## Las tareas
1. Según el fragmento original, ¿cuál es el imperativo que más se usa hoy?
2. En el listado, renombra "ice chunk" como "bloque de hielo" empezando en la línea que contiene "Target: ice chunk" y terminando en la que contiene "0,489 -> 140,561", ambas incluidas. Devuelve solo esas líneas, sin ningún otro cambio.

## Fragmento original

________

13 de octubre de 2015

¿Otro delirio más?


Como colectivo, como nación, como ciudadanos vivimos una incertidumbre que se hace insoportable. Es el efecto de una crisis general que ha llegado a límites intolerables, nada funciona, todos nuestros más elementales quehaceres se han tornado hostiles, difíciles, imposibles. Vivimos amenazados y  estamos obligados a presenciar hechos monstruosos cada día más espeluznantes. Sumergidos en el horror permanecemos inertes sin ver, sin presentir una verdadera lucha organizada, estructurada para salir de esta tragedia. Los intentos, loables pero no suficientes, se muestran fríos, distantes, silentes. Se siente en el ambiente una angustia insoportable, puede escucharse, palparse. El aire se ha vuelto pesado, el caminar lento, todo parece ensombrecido, los deseos se encuentran mermados, las esperanzas se diluyen y se oye cada vez con mayor frecuencia: estamos perdidos y no hay nada que hacer. La sensación de haber caído en manos muy perversas y estar allí sometidos sin posibilidades de movimiento, secuestrados. Estamos como sociedad, deprimidos y con pocas herramientas internas para darle un empujón nuevamente a nuestras fuerzas vitales.


El malestar en la cultura de Freud puede ser apreciado en su máxima intensidad, no hay espacios de deleite que nos permitan alimentarnos culturalmente y los pocos que aún se mantienen gracias a la labor empecinada de unos pocos ciudadanos ejemplares, son disfrutados a medias porque pende sobre nuestras cabezas las amenazas de la violencia y el horror. Estamos sometidos por las prohibiciones que ahora ejercen con una autoridad gozosa cualquier empleado de un establecimiento. “No puede” es el imperativo más comúnmente utilizado; no camine por ahí, no toque, no puede llevar tres, no puede pagar por aquí, no puede, no puede. Ahora también el no puedes hablar o no puedes decir eso; cállate te pueden estar oyendo. Las prohibiciones en contraposición al empuje natural de un goce vital dan como resultados monstruosidades como las que estamos observando. Ortega y Gasset decía que el hombre nada en el mar sin fondo de la existencia y que para encubrir la falta de rumbo, el desconocimiento del rumbo, lo hace vigorosamente, intentando autoengañarse y convertir la radical y fundamental inseguridad en seguridad y firmeza pero que para mantenerse a flote es necesario crear algún valor, alguna creencia, alguna ilusión.

________

## El listado
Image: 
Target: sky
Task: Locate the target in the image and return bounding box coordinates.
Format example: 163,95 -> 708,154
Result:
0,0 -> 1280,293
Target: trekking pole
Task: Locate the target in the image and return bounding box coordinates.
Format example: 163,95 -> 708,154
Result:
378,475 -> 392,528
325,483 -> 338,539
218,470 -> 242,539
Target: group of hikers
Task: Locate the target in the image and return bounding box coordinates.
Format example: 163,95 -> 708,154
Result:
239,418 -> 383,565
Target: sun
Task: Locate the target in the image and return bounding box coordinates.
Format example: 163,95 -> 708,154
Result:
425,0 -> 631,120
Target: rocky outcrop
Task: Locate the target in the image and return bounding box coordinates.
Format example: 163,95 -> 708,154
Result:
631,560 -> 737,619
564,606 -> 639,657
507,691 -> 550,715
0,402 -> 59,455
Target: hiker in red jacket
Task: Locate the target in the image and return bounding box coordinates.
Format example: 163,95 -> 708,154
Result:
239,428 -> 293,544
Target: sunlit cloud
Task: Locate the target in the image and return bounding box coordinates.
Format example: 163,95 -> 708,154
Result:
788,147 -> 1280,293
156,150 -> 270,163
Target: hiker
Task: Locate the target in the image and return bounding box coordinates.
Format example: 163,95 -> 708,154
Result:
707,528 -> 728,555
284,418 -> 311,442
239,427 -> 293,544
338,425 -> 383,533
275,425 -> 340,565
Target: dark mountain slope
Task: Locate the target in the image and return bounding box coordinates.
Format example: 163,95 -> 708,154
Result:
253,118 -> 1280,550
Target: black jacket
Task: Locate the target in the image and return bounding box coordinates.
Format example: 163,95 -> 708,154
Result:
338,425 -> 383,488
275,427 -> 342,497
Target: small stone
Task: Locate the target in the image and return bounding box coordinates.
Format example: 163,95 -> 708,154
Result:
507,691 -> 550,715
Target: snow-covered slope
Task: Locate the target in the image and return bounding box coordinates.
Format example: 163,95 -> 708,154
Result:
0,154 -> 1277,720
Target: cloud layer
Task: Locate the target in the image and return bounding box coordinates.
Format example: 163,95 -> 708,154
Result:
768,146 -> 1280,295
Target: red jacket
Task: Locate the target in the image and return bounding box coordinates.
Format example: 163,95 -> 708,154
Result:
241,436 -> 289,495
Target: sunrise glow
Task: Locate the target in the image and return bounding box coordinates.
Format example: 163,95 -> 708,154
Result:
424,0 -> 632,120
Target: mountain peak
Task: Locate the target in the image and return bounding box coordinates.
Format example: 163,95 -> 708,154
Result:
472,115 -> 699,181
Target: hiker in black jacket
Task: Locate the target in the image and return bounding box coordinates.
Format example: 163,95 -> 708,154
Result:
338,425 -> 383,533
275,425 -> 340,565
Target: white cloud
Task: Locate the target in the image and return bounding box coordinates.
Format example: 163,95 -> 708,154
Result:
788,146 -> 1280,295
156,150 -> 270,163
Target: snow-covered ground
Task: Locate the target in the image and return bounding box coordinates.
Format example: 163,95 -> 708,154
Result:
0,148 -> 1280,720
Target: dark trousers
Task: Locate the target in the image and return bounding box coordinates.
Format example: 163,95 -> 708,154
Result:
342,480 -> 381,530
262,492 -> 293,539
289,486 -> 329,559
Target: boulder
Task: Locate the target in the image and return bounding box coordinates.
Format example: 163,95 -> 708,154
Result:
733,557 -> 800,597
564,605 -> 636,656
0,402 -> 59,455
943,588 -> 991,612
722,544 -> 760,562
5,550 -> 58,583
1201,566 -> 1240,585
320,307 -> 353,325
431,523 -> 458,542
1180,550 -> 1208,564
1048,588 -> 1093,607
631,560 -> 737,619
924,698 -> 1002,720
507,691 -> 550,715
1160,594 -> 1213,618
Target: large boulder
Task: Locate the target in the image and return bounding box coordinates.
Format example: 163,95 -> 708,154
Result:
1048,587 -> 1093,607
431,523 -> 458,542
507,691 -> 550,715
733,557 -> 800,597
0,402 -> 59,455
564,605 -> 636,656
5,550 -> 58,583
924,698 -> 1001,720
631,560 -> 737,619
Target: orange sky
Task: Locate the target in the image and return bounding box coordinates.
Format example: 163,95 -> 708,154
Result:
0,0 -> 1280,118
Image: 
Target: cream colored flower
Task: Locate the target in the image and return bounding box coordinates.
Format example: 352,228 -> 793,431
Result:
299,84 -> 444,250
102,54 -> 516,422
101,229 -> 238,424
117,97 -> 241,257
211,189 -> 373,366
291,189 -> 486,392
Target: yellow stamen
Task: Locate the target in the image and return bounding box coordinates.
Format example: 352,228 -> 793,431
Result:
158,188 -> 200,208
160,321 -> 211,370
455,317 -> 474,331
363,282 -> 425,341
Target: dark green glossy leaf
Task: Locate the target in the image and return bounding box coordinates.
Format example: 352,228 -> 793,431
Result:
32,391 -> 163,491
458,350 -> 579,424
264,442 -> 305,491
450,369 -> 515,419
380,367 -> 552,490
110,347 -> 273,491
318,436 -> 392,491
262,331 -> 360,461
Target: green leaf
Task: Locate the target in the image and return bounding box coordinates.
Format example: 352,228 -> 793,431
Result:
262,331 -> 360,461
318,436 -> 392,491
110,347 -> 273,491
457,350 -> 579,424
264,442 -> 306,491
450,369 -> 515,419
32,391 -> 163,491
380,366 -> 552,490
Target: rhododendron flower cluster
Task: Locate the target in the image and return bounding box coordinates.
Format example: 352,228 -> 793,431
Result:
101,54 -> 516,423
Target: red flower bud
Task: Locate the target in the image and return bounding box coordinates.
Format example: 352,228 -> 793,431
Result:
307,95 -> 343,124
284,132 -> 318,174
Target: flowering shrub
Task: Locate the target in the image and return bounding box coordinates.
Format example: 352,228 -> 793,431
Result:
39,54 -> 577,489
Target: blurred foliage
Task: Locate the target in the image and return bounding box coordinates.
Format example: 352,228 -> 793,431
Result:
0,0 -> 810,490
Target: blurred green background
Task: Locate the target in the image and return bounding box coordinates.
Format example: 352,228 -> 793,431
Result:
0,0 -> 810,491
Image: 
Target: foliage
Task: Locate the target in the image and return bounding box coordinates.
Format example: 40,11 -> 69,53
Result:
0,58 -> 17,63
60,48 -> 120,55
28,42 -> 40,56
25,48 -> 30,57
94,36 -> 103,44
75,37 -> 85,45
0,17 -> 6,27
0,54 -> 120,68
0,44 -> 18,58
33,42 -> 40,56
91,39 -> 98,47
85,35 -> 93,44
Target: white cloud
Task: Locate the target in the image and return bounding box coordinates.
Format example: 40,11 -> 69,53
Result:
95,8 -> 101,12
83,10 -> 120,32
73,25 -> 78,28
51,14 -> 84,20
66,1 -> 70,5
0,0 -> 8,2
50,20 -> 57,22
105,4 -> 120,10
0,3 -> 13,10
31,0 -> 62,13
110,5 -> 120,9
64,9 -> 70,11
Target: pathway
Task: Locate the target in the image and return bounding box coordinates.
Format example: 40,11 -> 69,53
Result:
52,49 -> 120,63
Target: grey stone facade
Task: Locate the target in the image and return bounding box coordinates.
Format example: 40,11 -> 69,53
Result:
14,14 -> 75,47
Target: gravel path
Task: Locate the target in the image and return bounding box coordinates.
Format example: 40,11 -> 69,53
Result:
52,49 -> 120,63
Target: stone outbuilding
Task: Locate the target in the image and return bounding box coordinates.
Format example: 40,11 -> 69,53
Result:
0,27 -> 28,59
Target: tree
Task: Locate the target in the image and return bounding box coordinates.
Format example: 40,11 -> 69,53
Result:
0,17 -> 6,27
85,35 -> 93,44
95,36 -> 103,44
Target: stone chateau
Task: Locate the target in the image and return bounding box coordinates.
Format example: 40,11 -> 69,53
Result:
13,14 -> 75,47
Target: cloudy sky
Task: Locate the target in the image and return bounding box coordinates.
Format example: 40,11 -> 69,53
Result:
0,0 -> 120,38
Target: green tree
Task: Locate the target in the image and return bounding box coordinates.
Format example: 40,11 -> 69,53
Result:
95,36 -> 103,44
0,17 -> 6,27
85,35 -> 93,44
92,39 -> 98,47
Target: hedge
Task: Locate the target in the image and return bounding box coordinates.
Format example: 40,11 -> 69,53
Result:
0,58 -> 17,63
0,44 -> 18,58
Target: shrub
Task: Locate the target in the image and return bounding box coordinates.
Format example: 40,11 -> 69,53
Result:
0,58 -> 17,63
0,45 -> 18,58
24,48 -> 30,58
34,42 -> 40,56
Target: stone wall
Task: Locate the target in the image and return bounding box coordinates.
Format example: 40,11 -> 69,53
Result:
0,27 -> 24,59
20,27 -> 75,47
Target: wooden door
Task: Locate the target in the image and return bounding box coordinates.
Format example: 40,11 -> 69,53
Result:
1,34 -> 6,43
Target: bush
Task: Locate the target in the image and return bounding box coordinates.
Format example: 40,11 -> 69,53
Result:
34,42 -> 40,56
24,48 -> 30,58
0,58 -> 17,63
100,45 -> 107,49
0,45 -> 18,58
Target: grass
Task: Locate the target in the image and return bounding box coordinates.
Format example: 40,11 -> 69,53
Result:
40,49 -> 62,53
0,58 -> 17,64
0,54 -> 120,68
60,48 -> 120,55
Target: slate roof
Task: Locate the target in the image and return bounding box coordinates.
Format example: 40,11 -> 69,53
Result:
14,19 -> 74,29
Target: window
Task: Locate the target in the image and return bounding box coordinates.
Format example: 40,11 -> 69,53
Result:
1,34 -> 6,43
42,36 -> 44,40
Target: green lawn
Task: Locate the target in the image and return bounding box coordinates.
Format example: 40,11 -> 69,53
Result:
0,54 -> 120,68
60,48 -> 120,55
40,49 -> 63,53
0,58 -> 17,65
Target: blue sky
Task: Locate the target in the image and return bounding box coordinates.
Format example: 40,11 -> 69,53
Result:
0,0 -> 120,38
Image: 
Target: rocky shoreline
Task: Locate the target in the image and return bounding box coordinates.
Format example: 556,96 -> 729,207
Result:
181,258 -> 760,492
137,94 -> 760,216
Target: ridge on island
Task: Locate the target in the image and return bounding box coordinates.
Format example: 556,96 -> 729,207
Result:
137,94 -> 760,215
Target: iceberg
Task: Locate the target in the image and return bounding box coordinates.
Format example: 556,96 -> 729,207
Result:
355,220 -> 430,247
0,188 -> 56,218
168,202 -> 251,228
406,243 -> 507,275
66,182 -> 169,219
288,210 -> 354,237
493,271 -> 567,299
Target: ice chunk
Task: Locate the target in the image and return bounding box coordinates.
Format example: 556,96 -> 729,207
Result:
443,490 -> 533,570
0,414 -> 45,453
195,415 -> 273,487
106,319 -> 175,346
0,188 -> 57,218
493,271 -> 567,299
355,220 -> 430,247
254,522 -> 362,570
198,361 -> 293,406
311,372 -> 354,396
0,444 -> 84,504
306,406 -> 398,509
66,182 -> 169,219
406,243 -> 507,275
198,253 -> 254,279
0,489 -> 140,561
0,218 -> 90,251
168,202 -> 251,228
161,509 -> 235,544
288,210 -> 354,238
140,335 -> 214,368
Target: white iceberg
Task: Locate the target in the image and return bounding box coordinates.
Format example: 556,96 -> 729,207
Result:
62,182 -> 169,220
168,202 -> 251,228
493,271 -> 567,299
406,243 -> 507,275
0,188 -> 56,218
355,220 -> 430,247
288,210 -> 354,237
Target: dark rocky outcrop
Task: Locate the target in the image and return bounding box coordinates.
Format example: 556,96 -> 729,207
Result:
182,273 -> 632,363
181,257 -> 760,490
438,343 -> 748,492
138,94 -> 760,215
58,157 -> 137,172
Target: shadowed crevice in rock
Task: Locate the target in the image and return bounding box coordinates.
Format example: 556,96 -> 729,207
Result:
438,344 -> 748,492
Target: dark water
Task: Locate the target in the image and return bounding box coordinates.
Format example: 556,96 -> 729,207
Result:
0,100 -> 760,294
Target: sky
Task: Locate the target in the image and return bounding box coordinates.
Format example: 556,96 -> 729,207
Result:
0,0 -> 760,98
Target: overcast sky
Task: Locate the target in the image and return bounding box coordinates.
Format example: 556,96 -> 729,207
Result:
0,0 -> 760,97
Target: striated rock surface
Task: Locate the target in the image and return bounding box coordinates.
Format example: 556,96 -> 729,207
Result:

________

## Resultados por tarea
1. «No puede».

2.
Target: bloque de hielo
Task: Locate the target in the image and return bounding box coordinates.
Format example: 556,96 -> 729,207
Result:
443,490 -> 533,570
0,414 -> 45,453
195,415 -> 273,487
106,319 -> 175,346
0,188 -> 57,218
493,271 -> 567,299
355,220 -> 430,247
254,522 -> 362,570
198,361 -> 293,406
311,372 -> 354,396
0,444 -> 84,504
306,406 -> 398,509
66,182 -> 169,219
406,243 -> 507,275
198,253 -> 254,279
0,489 -> 140,561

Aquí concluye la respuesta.